**EXERCISE BRIEF:** All records should be reproduced verbatim.
+++
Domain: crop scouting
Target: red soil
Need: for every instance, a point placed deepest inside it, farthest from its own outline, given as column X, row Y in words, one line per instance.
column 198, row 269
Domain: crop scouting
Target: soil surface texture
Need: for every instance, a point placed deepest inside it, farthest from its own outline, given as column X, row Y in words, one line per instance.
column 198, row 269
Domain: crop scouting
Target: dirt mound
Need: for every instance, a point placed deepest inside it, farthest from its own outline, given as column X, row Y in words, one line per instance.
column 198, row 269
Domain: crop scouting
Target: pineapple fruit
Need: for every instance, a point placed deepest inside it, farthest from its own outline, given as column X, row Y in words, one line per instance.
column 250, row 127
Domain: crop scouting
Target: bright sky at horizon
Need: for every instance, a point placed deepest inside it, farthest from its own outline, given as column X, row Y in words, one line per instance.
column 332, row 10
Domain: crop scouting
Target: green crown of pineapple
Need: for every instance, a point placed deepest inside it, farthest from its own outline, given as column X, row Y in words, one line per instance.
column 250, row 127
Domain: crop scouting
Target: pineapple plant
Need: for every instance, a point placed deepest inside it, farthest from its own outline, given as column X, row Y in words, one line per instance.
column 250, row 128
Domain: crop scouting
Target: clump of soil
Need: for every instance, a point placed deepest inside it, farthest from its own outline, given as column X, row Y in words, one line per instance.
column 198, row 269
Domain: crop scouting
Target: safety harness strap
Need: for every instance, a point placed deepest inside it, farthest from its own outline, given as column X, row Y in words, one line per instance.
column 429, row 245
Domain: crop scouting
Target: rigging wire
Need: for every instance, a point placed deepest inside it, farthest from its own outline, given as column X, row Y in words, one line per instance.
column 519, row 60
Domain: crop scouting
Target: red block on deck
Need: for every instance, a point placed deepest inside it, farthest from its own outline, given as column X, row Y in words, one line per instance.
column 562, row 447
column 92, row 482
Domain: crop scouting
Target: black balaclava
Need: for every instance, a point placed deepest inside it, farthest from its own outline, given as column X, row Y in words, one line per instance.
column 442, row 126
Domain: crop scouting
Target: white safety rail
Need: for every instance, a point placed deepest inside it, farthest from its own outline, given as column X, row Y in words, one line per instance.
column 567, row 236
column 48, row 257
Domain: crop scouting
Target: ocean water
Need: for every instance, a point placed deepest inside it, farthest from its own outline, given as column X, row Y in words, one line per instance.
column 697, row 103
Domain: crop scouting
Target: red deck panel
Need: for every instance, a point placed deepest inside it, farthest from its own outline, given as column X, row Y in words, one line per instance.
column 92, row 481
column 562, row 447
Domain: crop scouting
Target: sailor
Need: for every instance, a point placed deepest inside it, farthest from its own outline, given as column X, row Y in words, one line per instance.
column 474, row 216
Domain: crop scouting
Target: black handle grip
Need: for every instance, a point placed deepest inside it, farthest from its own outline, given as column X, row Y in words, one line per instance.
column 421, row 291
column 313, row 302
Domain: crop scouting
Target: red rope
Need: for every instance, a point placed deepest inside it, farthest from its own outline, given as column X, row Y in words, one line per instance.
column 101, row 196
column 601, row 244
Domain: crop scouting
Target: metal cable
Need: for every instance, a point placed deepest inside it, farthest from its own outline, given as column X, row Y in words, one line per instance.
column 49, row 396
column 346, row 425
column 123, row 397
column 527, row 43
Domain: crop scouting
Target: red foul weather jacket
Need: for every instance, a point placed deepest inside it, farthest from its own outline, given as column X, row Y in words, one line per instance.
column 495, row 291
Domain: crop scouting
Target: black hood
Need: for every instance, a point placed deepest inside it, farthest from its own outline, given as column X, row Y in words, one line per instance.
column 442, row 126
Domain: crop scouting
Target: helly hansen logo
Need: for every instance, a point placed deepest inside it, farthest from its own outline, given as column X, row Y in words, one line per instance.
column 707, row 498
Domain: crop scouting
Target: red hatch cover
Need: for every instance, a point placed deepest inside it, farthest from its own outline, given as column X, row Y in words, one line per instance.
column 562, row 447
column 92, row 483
+++
**TASK OUTPUT:**
Domain: crop scouting
Target: red soil
Need: for every instance, a point placed deepest inside it, farthest from its own outline, given as column X, row Y in words, one line per instance.
column 198, row 269
Domain: crop scouting
Target: soil surface texture
Need: for every instance, a point placed deepest inside it, farthest from its own outline, given as column X, row Y in words, one line per instance.
column 198, row 269
Domain: crop scouting
Target: dirt mound
Need: for every instance, a point placed deepest inside it, farthest from its own outline, given as column X, row Y in words, one line per instance.
column 198, row 269
Domain: crop scouting
Target: pineapple fruit
Need: for every instance, a point placed deepest inside it, farthest from its own outline, given as column X, row Y in words, one line per instance.
column 250, row 127
Domain: crop scouting
Target: bright sky at horizon
Need: for every instance, a point placed deepest inside it, farthest from its own outline, given as column X, row Y in words, one line per instance.
column 332, row 10
Domain: crop scouting
Target: green crown of pineapple
Need: for every instance, a point placed deepest inside it, farthest from its own outline, given as column X, row Y in words, one line per instance.
column 250, row 127
Domain: crop scouting
Target: pineapple plant
Need: for every instance, a point placed deepest inside it, farthest from its own outline, given as column X, row Y in words, one line per instance.
column 250, row 128
Domain: crop scouting
Target: clump of soil
Need: for every instance, a point placed deepest inside it, farthest from its own outline, given as column X, row Y in words, one line per instance.
column 198, row 269
Domain: crop scouting
Target: safety harness strap
Need: for every instance, a point placed deepest inside it, farthest from its own outline, given as column X, row Y in words, one line per instance.
column 429, row 245
Domain: crop scouting
Target: rigging wire
Need: for every instance, a point placed deepest inside it, farthest from its own outline, given as column X, row Y in words, one line per instance.
column 519, row 60
Domain: crop scouting
Target: red block on deck
Need: for every instance, a point placed deepest inside it, farthest from its own outline, given as column X, row Y in words, one line per instance.
column 562, row 447
column 92, row 482
Domain: crop scouting
Target: black balaclava
Need: for every instance, a point placed deepest inside it, farthest from its own outline, given as column X, row Y in words, one line per instance.
column 442, row 126
Domain: crop scouting
Target: white safety rail
Need: for every instance, a point placed deepest inside it, farthest from its own outline, given as column X, row Y in words, one line per instance.
column 567, row 236
column 48, row 257
Domain: crop scouting
Target: ocean water
Need: for every instance, a point placed deepest inside it, farthest from its own outline, given as column X, row Y in words, one line per instance.
column 697, row 103
Domain: crop scouting
Target: red deck panel
Need: for every instance, a point placed deepest inside it, farthest from its own outline, given as column X, row Y in words, one line per instance.
column 92, row 481
column 562, row 447
Domain: crop scouting
Target: sailor
Need: for every instance, a point placed deepest inside it, farthest from its own outline, given as column X, row Y in words, one line per instance.
column 474, row 216
Domain: crop scouting
Target: black handle grip
Need: for every instance, a point placed deepest inside it, farthest from its own outline, given as column X, row Y in words, one line per instance.
column 421, row 291
column 313, row 302
Domain: crop scouting
Target: red rope
Need: for every instance, a point placed deepest inside it, farthest from its own outline, given as column X, row Y in words, one line per instance.
column 101, row 196
column 601, row 244
Domain: crop scouting
Target: metal cable
Need: for every instance, a point placed deepest inside it, farthest from its own outline, given as column X, row Y in words, one line per instance.
column 49, row 396
column 346, row 425
column 123, row 397
column 527, row 43
Domain: crop scouting
Target: red foul weather jacket
Need: for every instance, a point placed deepest inside it, farthest from its own outline, given as column X, row Y in words, one line per instance.
column 495, row 291
Domain: crop scouting
Target: black hood
Need: for every instance, a point placed deepest inside it, farthest from its own outline, given as column X, row Y in words, one line per instance.
column 442, row 126
Domain: crop scouting
Target: helly hansen logo
Need: for every instance, a point placed deepest inside it, farthest from its own outline, given as column X, row Y in words, one line per instance.
column 707, row 498
Domain: crop scouting
Target: red hatch cover
Need: for every instance, a point placed deepest inside it, farthest from its own outline, given as column X, row Y in words, one line per instance.
column 562, row 447
column 92, row 483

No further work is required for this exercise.